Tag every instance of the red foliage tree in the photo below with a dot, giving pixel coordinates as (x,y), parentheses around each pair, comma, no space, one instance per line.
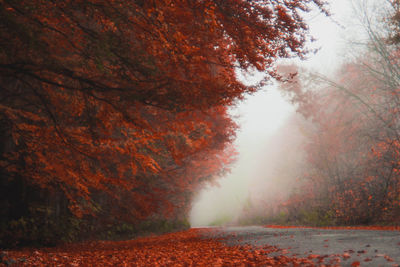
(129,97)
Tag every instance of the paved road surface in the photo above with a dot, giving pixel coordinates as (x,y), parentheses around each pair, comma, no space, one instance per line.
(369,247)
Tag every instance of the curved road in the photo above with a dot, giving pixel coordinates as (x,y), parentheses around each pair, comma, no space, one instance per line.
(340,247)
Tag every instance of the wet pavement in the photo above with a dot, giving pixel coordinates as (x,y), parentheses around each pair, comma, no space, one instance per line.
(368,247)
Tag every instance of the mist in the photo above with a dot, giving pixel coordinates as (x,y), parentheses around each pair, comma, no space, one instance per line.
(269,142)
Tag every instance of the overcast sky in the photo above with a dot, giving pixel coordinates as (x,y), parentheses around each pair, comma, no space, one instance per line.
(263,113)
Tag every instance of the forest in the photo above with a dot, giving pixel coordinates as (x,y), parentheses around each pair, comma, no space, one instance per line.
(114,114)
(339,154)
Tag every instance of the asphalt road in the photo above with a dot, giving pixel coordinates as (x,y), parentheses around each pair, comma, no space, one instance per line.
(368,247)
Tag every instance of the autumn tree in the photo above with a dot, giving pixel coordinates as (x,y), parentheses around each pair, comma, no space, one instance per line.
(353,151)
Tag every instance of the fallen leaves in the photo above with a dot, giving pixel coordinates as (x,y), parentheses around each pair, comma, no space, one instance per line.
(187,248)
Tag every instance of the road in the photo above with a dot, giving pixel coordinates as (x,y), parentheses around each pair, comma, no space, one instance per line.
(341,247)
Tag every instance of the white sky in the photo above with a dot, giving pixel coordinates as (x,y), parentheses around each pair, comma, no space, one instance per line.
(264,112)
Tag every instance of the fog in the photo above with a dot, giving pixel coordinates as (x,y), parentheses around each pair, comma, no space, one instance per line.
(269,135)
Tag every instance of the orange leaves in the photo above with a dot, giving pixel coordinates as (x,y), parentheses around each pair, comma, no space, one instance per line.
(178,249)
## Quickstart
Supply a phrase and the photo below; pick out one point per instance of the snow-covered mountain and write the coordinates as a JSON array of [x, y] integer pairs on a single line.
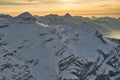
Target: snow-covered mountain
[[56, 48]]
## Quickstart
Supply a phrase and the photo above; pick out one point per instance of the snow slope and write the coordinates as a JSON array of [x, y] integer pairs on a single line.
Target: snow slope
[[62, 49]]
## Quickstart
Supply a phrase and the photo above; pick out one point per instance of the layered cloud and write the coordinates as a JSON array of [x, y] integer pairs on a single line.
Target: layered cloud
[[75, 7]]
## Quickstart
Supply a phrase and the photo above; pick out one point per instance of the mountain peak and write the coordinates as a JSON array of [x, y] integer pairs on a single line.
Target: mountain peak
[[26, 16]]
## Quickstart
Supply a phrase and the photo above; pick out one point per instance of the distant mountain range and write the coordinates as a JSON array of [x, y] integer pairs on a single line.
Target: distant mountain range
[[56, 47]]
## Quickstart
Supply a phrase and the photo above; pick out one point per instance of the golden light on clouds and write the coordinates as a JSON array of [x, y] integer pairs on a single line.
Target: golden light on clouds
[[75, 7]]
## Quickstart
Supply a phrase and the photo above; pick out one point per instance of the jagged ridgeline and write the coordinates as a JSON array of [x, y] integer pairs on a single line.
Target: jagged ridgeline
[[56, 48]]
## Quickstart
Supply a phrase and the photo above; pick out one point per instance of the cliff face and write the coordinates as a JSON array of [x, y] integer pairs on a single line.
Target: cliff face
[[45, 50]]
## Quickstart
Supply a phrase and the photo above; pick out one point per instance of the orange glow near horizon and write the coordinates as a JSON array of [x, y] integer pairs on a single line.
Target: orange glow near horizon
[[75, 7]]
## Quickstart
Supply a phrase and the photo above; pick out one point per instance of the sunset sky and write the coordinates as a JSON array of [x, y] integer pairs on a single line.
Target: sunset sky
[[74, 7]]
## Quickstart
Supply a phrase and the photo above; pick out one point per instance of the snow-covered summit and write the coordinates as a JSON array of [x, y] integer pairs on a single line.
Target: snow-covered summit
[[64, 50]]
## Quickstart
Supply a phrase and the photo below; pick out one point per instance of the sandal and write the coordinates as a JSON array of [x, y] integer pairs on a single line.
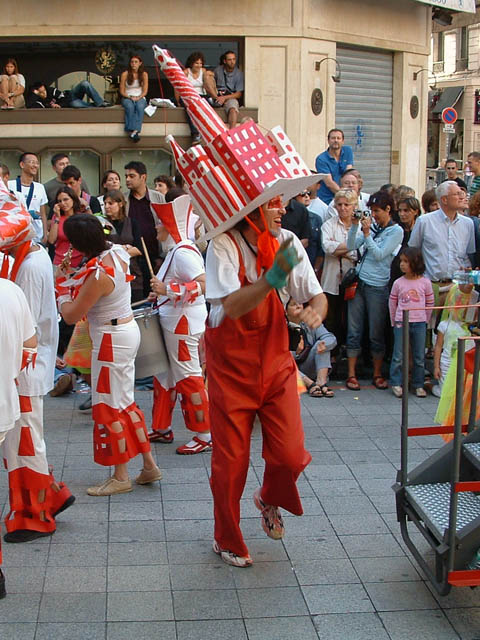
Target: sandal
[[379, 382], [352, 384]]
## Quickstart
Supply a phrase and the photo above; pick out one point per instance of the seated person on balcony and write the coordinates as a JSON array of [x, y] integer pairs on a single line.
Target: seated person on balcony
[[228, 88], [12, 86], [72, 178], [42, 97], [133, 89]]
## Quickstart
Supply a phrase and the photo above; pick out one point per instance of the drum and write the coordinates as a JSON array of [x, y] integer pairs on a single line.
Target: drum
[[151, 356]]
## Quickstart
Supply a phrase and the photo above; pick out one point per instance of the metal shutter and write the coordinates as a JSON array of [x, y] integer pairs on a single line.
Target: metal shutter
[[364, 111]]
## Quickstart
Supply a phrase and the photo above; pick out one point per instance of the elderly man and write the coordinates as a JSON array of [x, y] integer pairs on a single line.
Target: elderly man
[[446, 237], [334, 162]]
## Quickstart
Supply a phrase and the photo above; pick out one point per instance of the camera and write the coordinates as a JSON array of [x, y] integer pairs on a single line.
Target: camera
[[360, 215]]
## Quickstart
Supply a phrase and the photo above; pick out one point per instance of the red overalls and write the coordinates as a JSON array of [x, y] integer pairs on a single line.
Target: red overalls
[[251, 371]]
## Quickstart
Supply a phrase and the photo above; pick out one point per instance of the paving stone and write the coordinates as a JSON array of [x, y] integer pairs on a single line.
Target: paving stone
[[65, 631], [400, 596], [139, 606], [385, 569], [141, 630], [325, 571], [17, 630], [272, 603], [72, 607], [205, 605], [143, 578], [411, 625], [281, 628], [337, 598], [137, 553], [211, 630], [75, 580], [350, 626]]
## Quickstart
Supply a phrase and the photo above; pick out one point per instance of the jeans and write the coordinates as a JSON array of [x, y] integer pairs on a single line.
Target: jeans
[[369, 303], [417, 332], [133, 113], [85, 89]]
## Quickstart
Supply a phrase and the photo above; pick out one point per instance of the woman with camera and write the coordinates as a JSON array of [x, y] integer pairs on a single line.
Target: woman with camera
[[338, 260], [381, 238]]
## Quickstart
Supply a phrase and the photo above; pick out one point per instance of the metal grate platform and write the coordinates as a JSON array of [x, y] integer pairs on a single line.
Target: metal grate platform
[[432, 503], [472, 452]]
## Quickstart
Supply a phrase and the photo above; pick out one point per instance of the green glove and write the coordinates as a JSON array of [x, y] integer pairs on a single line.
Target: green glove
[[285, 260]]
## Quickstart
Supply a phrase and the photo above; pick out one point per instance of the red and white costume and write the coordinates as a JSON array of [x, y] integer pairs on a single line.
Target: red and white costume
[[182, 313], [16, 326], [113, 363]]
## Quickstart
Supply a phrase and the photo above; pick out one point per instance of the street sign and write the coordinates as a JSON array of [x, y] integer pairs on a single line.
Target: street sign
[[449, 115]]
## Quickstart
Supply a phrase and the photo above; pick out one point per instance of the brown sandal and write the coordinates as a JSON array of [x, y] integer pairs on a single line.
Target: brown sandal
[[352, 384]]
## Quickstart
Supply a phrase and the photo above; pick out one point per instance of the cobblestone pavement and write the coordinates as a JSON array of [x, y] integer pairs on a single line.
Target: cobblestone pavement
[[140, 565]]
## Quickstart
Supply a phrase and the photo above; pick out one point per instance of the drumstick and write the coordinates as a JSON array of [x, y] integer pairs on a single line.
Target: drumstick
__________
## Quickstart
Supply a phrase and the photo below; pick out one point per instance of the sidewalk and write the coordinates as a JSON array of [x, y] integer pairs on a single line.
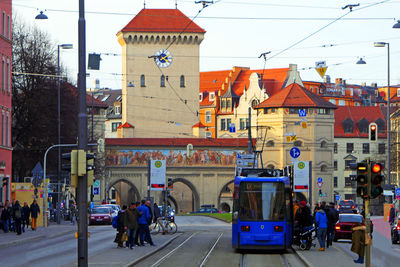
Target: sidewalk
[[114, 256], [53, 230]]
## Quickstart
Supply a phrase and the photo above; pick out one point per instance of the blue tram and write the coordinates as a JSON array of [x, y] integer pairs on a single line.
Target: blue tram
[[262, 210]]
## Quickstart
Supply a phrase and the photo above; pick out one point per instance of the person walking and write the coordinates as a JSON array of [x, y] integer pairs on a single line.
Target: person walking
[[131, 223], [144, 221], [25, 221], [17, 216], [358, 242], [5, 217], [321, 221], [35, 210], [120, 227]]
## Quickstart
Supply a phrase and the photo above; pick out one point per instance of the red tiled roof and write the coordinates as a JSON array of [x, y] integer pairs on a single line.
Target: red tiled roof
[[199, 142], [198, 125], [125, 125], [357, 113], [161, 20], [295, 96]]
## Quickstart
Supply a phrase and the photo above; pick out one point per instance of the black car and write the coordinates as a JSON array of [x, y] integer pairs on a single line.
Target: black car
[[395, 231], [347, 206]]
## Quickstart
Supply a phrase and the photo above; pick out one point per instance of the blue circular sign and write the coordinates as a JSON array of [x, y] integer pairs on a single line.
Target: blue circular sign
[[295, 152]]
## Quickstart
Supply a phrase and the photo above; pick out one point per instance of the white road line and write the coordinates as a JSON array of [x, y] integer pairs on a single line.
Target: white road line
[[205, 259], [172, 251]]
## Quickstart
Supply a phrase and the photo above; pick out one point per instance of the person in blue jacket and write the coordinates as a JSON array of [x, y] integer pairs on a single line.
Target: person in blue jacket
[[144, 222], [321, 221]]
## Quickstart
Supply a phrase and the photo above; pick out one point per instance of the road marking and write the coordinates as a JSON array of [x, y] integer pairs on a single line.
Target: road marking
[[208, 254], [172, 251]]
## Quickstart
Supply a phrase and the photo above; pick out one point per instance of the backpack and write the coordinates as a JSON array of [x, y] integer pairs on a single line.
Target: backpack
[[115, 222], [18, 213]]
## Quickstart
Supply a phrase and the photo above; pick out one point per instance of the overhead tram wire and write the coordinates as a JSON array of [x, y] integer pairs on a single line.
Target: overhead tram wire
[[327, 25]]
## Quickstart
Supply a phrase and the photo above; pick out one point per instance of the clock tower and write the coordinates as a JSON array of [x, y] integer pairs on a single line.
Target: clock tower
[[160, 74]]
__________
■ TO DO:
List every line above containing the word "drumstick".

■ RESPONSE BELOW:
Supply a phrase and the photo above; pick out one point per instance of the drumstick and write the coordinates as a JSON array of [x, y] integer pairs on a single line.
Target: drumstick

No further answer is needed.